** GOAL **
Copy the text on on-chip nanophotonic networks below word for word, from start to end.

** TEXT SHOWN **
★ ★ ★ ★ ★ ★ ★

Artist’ concept of 3D silicon processor chip with optical IO layer featuring on-chip nanophotonic network.  Courtesy IBM.
Artist’ concept of 3D silicon processor chip with optical IO layer featuring on-chip nanophotonic network. Courtesy IBM.

Abstract:
Development of on-chip optical interconnects for future multi-core processors

Silicon Integrated Nanophotonics

Yorktown Heights, NY | Posted on March 6th, 2010

The ultimate goal of this project is to develop a technology for on-chip integration of ultra-compact nanophotonic circuits for manipulating the light signals, similar to the way electrical signals are manipulated in computer chips. Nanoscale silicon photonics circuits are being developed to enable the integration of complete optical systems on a monolithic semiconductor chip that would eventually allow to overcome severe constraints of today's mostly copper I/O interconnects.

The current tendency in high performance computing systems is to increase the parallelism in processing at all levels utilizing multithreads, increasing the number of chips in racks and blades, as well as increasing the number of cores on a chip. The scaling of overall system performance that soon might approach Exaflop/s is, however, out of balance with respect to limited available bandwidth for shuttling ExaBytes of data across the system, between the racks, chips and cores.

Optics is destined to be utilized in data centers since optical communications can meet the large bandwidth demands of high-performance computing systems by bringing the immense advantages of high modulation rates and parallelism of wavelength division multiplexing. As it already happened in long-haul communications decades ago when optical fibers replaced copper cables, the copper cables that connect racks in the datacenters are started now to being replaced by optical fibers. Following the same trend optics can become competitive with copper at shorter and shorter distances eventually leading to optical on-board and may be even on-chip communications.

This future 3D-integated chip consists of several layers connected with each other with very dense and small pitch interlayer vias. The lower layer is a processor itself with many hundreds of individual cores. Memory layer (or layers) are bonded on top to provide fast access to local caches. On top of the stack is the Photonic layer with many thousands of individual optical devices (modulators, detectors, switches) as well as analogue electrical circuits (amplifiers, drivers, latches, etc.). The key role of a photonic layer is not only to provide point-to-point broad bandwidth optical link between different cores and/or the off-chip traffic, but also to route this traffic with an array of nanophotonic switches. Hence it is named Intra-chip optical network (ICON).

★ ★ ★ ★ ★ ★ ★

** DATA PROVIDED **
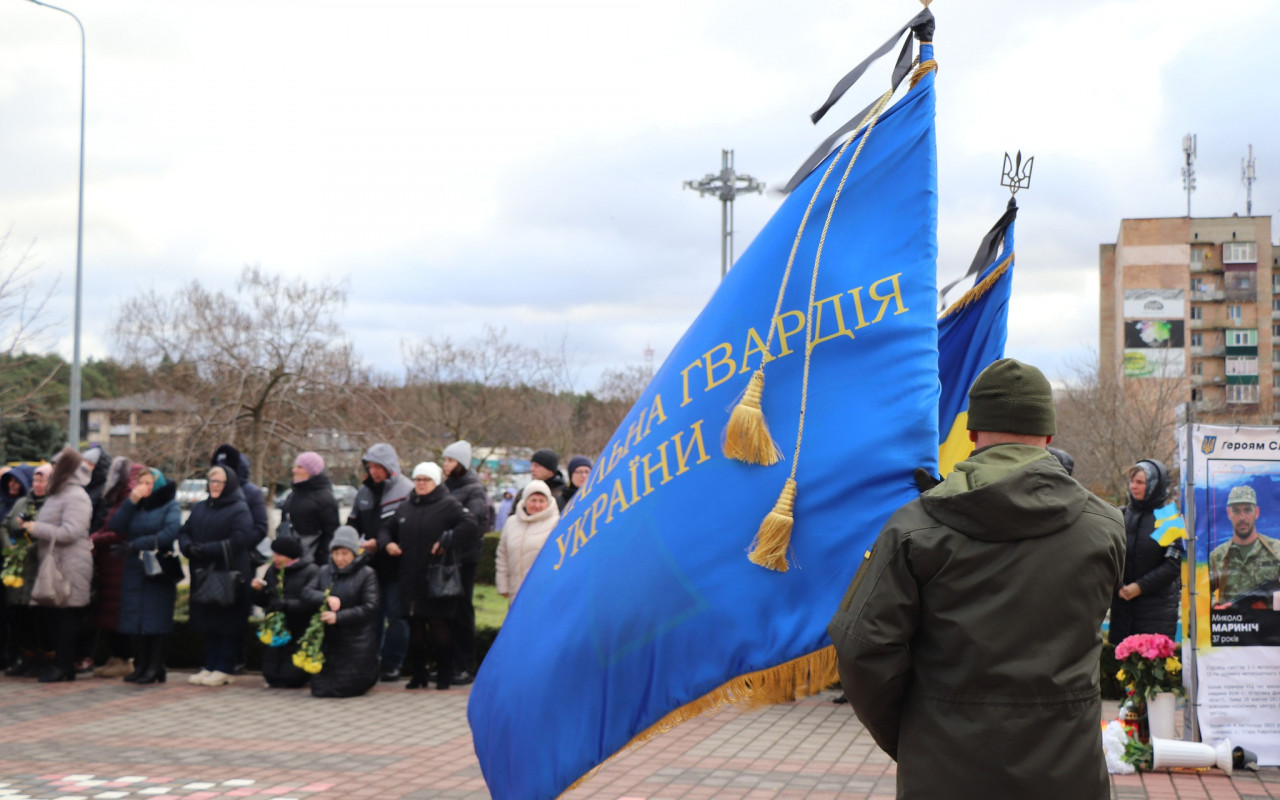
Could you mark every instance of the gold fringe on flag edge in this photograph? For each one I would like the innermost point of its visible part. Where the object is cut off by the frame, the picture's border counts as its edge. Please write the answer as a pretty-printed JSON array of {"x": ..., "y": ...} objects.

★ ★ ★ ★ ★ ★ ★

** THE SOLUTION **
Artist’ concept of 3D silicon processor chip with optical IO layer featuring on-chip nanophotonic network.  Courtesy IBM.
Artist’ concept of 3D silicon processor chip with optical IO layer featuring on-chip nanophotonic network. Courtesy IBM.

Abstract:
Development of on-chip optical interconnects for future multi-core processors

Silicon Integrated Nanophotonics

Yorktown Heights, NY | Posted on March 6th, 2010

The ultimate goal of this project is to develop a technology for on-chip integration of ultra-compact nanophotonic circuits for manipulating the light signals, similar to the way electrical signals are manipulated in computer chips. Nanoscale silicon photonics circuits are being developed to enable the integration of complete optical systems on a monolithic semiconductor chip that would eventually allow to overcome severe constraints of today's mostly copper I/O interconnects.

The current tendency in high performance computing systems is to increase the parallelism in processing at all levels utilizing multithreads, increasing the number of chips in racks and blades, as well as increasing the number of cores on a chip. The scaling of overall system performance that soon might approach Exaflop/s is, however, out of balance with respect to limited available bandwidth for shuttling ExaBytes of data across the system, between the racks, chips and cores.

Optics is destined to be utilized in data centers since optical communications can meet the large bandwidth demands of high-performance computing systems by bringing the immense advantages of high modulation rates and parallelism of wavelength division multiplexing. As it already happened in long-haul communications decades ago when optical fibers replaced copper cables, the copper cables that connect racks in the datacenters are started now to being replaced by optical fibers. Following the same trend optics can become competitive with copper at shorter and shorter distances eventually leading to optical on-board and may be even on-chip communications.

This future 3D-integated chip consists of several layers connected with each other with very dense and small pitch interlayer vias. The lower layer is a processor itself with many hundreds of individual cores. Memory layer (or layers) are bonded on top to provide fast access to local caches. On top of the stack is the Photonic layer with many thousands of individual optical devices (modulators, detectors, switches) as well as analogue electrical circuits (amplifiers, drivers, latches, etc.). The key role of a photonic layer is not only to provide point-to-point broad bandwidth optical link between different cores and/or the off-chip traffic, but also to route this traffic with an array of nanophotonic switches. Hence it is named Intra-chip optical network (ICON).